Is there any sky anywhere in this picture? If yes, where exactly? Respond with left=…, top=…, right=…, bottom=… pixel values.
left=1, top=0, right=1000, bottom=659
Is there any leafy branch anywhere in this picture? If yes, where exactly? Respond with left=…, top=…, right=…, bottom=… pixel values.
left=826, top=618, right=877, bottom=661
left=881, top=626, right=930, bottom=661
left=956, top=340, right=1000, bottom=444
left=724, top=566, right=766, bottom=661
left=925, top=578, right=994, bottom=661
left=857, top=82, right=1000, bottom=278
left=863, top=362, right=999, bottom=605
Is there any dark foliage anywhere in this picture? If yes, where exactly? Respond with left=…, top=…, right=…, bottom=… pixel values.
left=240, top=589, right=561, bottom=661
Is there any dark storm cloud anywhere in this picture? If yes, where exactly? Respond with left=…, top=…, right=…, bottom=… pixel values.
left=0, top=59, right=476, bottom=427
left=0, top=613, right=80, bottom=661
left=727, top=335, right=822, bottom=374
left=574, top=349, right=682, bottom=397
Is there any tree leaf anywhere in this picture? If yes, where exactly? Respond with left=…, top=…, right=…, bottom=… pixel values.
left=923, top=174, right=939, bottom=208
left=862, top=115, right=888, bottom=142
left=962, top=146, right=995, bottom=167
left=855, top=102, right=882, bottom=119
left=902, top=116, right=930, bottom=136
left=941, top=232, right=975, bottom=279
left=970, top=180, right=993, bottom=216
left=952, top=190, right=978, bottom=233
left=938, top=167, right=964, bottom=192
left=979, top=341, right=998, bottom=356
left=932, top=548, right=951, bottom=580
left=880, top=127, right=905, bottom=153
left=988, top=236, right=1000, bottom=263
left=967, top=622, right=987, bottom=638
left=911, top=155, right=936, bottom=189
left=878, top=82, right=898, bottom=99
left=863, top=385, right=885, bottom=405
******************************
WORK INSTRUCTIONS: What is needed here is a word-for-word copy of the whole listing.

SOLUTION TO THIS PROBLEM:
Is there any sky anywhere in this picture? If yes, where exactly? Respond with left=…, top=…, right=…, bottom=… pixel values.
left=1, top=0, right=1000, bottom=659
Is there any leafy branch anywhere in this picture? If yes, where exactly? Respond with left=…, top=…, right=…, bottom=… pixel values.
left=826, top=618, right=877, bottom=661
left=881, top=626, right=930, bottom=661
left=956, top=340, right=1000, bottom=444
left=724, top=566, right=766, bottom=661
left=925, top=578, right=994, bottom=661
left=857, top=82, right=1000, bottom=278
left=863, top=362, right=999, bottom=605
Is there any dark foliage anywhere in this picture? If yes, where exactly? Respond with left=…, top=…, right=…, bottom=… pixel values.
left=240, top=589, right=561, bottom=661
Is there any dark storm cloud anywhere in this picture? If yes, where exactly? Respond with left=…, top=…, right=…, bottom=… pixel values.
left=0, top=59, right=476, bottom=427
left=0, top=613, right=80, bottom=661
left=727, top=335, right=822, bottom=374
left=574, top=349, right=682, bottom=397
Is there any tree leaf anywhere in this picture? If yes, where exactly? Respond with left=…, top=…, right=…, bottom=… pixel values.
left=923, top=174, right=939, bottom=208
left=862, top=115, right=888, bottom=142
left=962, top=146, right=995, bottom=167
left=855, top=102, right=882, bottom=119
left=902, top=116, right=930, bottom=136
left=941, top=232, right=975, bottom=279
left=970, top=180, right=993, bottom=216
left=952, top=190, right=978, bottom=233
left=938, top=167, right=964, bottom=192
left=979, top=341, right=998, bottom=356
left=932, top=548, right=951, bottom=580
left=880, top=127, right=905, bottom=153
left=988, top=236, right=1000, bottom=263
left=967, top=622, right=987, bottom=638
left=911, top=155, right=936, bottom=189
left=878, top=82, right=898, bottom=99
left=863, top=385, right=885, bottom=405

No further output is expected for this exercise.